Work instruction 1: From the facial ultrasound text, extract the passage starting at "Deep learning models trained" and ending at "shown in Fig. 1.".
Work instruction 2: List every exclusion criterion for participants named in the facial ultrasound text.

Text:
···
Facial esthetic research has been conducted by using deep learning in facial aesthetic prediction^35,36,37 and the facial rejuvenation recommendation system³⁸. However, studies on the examination of the facial anatomical structures, which is helpful in diagnosing facial skin disease³⁹, preventing iatrogenic side effects, and establishing the safest and most effective treatment plan, are few^{1,4,6,8,9,32,40,41}. Moreover, several previous deep learning models have not yet established which model is acceptable to classify the facial US images and how many data sets are needed, even though the anatomical information is crucial for some clinical tasks such as deciphering facial structures of US images before a procedure. Therefore, we aimed to estimate the value of deep learning for facial US images by assessing the classification performance for facial US images through transfer learning using current representative deep learning models and analyzing the classification criteria.

Materials and methods

All experimental procedures in this study were performed in accordance with the Declaration of Helsinki of the World Medical Association (version of October 2013). The study was approved by the Institutional Review Board of Yonsei University Dental Hospital (approval no. 2-2019-0026, granted on July 30, 2019). A real-time two-dimensional B-mode US system (E-CUBE 15 Platinum, ALPINION Medical Systems, Seoul, Korea) with a 60-mm-wide linear-array transducer (8.0–17.0 MHz; L8-17X, ALPINION Medical Systems) was used to obtain US images of the masseter muscle of healthy young individuals. These US images are unpublished data. The tables and figures in this paper were constructed based on data from the Supplementary Information.

Participant selection and data acquisition

Signed written informed consent and facial US image data were obtained from 86 healthy, young individuals (48 males and 38 females, aged 25.4 ± 4.1 years). The exclusion criteria were orthodontic treatment, temporomandibular joint disorder, plastic surgery, or botulinum neurotoxin injection within the previous 6 months. The participants were placed in a supine position on a chair reclined at 45°. The US sampling frequency was adjusted to 15.0 MHz, which is an ideal frequency for observing depths between 1.5 and 4 cm, depending on the presence of skin, fat, and muscle tissues. The US transducer was positioned perpendicular to the skin surface over the scanning site. US scanning was performed on the midline and left side of the face. We used MATLAB deep-learning tools to implement the predictive model.

Deep learning models trained based on ImageNet data were evaluated for the classification of the nine facial regions. A total of 1440 US images were obtained from volunteers. From these, 160 US images were obtained from each region. All US images were transverse cross-section images. The facial landmarks and related US images for each facial region are shown in Fig. 1.

CNN models for the classification of facial US images

ImageNet database, the most common and representative deep learning database, employed millions of images to train models and compared the classification performance of photographed facial US images. The evaluated CNN models were (1) GoogleNet, (2) SqueezeNet, (3) Mobilenet-v2, (4) ResNet-18, (5) ResNet-50, (6) ResNet-101, (7) Inception-v3, (8) Inception-ResNet-v2, (9) AlexNet, (10) VGG-16, (11) VGG-19, (12) DenseNet-201, (13) Xception, (14) NasNet-Mobile, and (15) ShuffleNet (Table 1).
···
Information shown:

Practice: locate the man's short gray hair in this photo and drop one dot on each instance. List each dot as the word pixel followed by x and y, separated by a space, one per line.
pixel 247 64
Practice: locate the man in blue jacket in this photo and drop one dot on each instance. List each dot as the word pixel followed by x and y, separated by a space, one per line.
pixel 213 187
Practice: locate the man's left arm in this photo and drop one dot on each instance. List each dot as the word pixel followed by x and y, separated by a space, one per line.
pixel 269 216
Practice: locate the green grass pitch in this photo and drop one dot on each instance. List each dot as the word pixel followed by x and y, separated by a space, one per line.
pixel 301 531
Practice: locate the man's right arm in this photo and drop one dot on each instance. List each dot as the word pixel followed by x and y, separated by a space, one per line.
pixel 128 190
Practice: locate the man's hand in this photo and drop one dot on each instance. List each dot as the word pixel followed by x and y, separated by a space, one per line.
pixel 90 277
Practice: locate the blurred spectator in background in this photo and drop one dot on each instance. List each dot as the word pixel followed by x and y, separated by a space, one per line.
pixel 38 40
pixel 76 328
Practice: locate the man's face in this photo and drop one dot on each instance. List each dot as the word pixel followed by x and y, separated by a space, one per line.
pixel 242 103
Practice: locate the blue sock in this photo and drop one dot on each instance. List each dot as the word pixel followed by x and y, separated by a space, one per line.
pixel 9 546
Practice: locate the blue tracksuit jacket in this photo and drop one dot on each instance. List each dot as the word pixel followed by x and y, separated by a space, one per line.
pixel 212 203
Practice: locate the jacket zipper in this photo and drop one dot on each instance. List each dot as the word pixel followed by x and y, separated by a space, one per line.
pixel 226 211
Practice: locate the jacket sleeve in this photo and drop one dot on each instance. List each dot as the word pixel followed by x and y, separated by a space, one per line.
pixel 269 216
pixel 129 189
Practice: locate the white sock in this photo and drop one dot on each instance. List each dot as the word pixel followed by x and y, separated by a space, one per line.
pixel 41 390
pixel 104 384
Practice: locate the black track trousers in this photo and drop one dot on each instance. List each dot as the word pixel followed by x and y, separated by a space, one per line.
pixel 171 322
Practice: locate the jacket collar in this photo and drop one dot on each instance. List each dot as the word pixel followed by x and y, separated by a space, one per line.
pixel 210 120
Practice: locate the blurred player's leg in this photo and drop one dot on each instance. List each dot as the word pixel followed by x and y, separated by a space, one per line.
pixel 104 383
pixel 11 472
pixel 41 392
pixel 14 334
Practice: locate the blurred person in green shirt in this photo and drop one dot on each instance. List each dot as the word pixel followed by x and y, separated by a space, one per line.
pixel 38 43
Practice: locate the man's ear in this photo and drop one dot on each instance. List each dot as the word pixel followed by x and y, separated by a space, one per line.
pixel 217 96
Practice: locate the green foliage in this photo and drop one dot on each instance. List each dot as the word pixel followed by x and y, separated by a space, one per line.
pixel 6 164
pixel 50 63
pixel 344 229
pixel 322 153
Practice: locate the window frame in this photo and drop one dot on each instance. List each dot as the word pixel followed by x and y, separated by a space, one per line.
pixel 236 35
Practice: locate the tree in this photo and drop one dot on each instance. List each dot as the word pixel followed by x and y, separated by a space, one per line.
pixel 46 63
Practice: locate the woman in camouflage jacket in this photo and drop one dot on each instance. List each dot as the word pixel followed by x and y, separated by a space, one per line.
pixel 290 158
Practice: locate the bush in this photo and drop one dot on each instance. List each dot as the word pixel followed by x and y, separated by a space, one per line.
···
Result 1:
Deep learning models trained based on ImageNet data were evaluated for the classification of the nine facial regions. A total of 1440 US images were obtained from volunteers. From these, 160 US images were obtained from each region. All US images were transverse cross-section images. The facial landmarks and related US images for each facial region are shown in Fig. 1.

Result 2:
- Orthodontic treatment
- Temporomandibular joint disorder
- Plastic surgery
- Botulinum neurotoxin injection within the previous 6 months